▸ Work request 1:
In the Sing a Song of Sixpence text, where was the queen, and what was she doing?
▸ Work request 2:
From the Sing a Song of Sixpence text, extract the passage from "Wasn't that a" to "off her nose.", copying it word for word.
▸ Work request 3:
Extend the Sing a Song of Sixpence text, picking up right after its last sentence.

▸ Study text:
********************

A common modern version is:

Sing a song of sixpence,
A pocket full of rye.
Four and twenty blackbirds
Baked in a pie.

When the pie was opened,
The birds began to sing.
Wasn't that a dainty (or dandy) dish
To set before the king?

The king was in his counting house,
Counting out his money.
The queen was in the parlour,
Eating bread and honey.

The maid was in the garden,
Hanging out the clothes,
When down came a blackbird
And pecked off her nose.

The fifth and final verse—usually sung after the fourth verse—is sometimes slightly varied (after the blackbird "pecked off" the maid's nose). One of the following additional verses is often added to moderate the ending:

or:

There was such a commotion,
That little Jenny wren
Flew down into the garden,
And put it back again.
In the 1988 comedy hit single Loadsamoney, about the money-obsessed character of the same name, the British comedian Harry Enfield concludes the song with a humorous reference to the Sing a Song of Sixpence poem, in this case changed into a rhyme about money.

== Melody ==

===Version 1===
This may be the most well-known version in Britain and the Commonwealth.

===Version 2===
This version may be well known in the United States.

********************

▸ Record extracts:
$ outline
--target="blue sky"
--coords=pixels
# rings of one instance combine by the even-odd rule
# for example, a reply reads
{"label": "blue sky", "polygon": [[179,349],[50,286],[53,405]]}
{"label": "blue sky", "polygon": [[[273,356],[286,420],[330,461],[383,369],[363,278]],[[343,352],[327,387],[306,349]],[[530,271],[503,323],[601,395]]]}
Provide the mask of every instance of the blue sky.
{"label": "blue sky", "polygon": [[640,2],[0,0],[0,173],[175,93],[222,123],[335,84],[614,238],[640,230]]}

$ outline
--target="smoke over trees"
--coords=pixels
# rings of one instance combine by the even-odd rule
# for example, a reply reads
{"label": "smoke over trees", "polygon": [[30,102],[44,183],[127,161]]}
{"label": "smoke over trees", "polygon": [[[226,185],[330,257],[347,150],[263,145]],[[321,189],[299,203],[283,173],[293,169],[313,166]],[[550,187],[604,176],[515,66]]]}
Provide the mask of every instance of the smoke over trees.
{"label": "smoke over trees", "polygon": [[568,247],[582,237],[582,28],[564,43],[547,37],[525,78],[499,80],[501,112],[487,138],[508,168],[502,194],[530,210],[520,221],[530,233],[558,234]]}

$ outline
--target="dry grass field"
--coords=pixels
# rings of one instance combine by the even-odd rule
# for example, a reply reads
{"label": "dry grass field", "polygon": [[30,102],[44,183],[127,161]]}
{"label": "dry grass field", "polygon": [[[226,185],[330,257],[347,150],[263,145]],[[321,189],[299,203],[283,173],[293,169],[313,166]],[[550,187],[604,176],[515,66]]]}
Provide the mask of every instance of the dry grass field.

********************

▸ Exercise answer 1:
She was in the parlour, eating bread and honey.

▸ Exercise answer 2:
Wasn't that a dainty (or dandy) dish
To set before the king?

The king was in his counting house,
Counting out his money.
The queen was in the parlour,
Eating bread and honey.

The maid was in the garden,
Hanging out the clothes,
When down came a blackbird
And pecked off her nose.

▸ Exercise answer 3:
==Meaning and interpretations==
Many interpretations have been placed on this rhyme. It is known that a 16th-century amusement was to place live birds in a pie, as a form of entremet. (Note: Or "subtlety", an elaborate form of dish common in Europe, particularly England and France, during the late Middle Ages.) An Italian cookbook from 1549 (translated into English in 1598) contained such a recipe: "to make pies so that birds may be alive in them and fly out when it is cut up" and this was referred to in a cook book of 1725 by John Nott. The wedding of Marie de' Medici and Henry IV of France in 1600 contains some interesting parallels. "The first surprise, though, came shortly before the starter—when the guests sat down, unfolded their napkins and saw songbirds fly out. The highlight of the meal was sherbets of milk and honey, which were created by Buontalenti."

In their 1951 The Oxford Dictionary of Nursery Rhymes, Iona and Peter Opie write that the rhyme has been tied to a variety of historical events or folklorish symbols such as the queen symbolizing the moon, the king the sun, and the blackbirds the number of hours in a day; or, as the authors indicate, the blackbirds have been seen as an allusion to monks during the period of the Dissolution of the Monasteries by Henry VIII, with Catherine of Aragon representing the queen, and Anne Boleyn the maid. The rye and the birds have been seen to represent a tribute sent to Henry VII, and on another level, the term "pocketful of rye" may in fact refer to an older term of measurement. The number 24 has been tied to the Reformation and the printing of the English Bible with 24 letters. From a folklorish tradition, the blackbird taking the maid's nose has been seen as a demon stealing her soul.

No corroborative evidence has been found to support these theories and, given that the earliest version has only one stanza and mentions "naughty boys" and not blackbirds, some of these meanings would not have been original unless it is assumed that more recently printed versions accurately preserve an older tradition.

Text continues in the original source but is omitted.